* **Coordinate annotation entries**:
•••••
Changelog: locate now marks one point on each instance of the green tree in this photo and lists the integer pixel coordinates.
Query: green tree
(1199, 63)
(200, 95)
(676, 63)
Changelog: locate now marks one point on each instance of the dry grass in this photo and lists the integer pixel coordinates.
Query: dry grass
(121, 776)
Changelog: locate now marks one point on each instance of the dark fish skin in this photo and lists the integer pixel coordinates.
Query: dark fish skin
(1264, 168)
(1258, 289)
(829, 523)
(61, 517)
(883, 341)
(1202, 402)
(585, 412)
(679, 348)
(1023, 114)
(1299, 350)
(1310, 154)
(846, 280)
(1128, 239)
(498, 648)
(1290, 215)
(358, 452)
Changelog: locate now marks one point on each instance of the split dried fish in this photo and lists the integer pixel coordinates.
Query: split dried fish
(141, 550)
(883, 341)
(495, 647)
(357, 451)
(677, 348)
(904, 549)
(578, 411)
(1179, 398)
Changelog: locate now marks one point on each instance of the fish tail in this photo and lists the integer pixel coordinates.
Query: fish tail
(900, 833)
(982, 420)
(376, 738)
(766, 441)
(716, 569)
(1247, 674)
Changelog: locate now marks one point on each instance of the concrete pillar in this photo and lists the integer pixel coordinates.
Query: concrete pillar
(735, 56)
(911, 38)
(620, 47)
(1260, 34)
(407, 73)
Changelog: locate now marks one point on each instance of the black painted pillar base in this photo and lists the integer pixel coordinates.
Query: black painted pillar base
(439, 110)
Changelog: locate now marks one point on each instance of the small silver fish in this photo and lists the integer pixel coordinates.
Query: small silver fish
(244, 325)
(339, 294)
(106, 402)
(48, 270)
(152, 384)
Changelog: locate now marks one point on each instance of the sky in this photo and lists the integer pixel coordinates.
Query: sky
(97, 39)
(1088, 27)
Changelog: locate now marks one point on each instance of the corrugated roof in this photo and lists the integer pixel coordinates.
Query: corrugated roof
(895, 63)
•••••
Repeat the stretch of the material above from the line that contains "of the dark" through the line that contains "(1247, 674)", character for character and with both of those lines included.

Changelog: locate now marks one point on each instance of the dark fish skin in this photo and lists the integer pixel coordinates.
Query: dark fish skin
(1264, 168)
(1258, 289)
(829, 523)
(61, 517)
(883, 341)
(1202, 402)
(585, 412)
(679, 348)
(1023, 114)
(1299, 350)
(1310, 154)
(846, 280)
(1128, 239)
(498, 648)
(1290, 215)
(358, 452)
Changelog: locate now marks one point on each instance of the split dried fish in this photo and lists the integer pixel coordinates.
Query: split dried fish
(141, 550)
(883, 341)
(495, 647)
(357, 451)
(677, 348)
(904, 549)
(578, 411)
(1179, 398)
Changelog: locate now marks one point on each instance of the fish tail in this photo and lists the integer pixel coordinates.
Query: fish tail
(900, 833)
(982, 420)
(376, 738)
(766, 441)
(716, 569)
(1247, 674)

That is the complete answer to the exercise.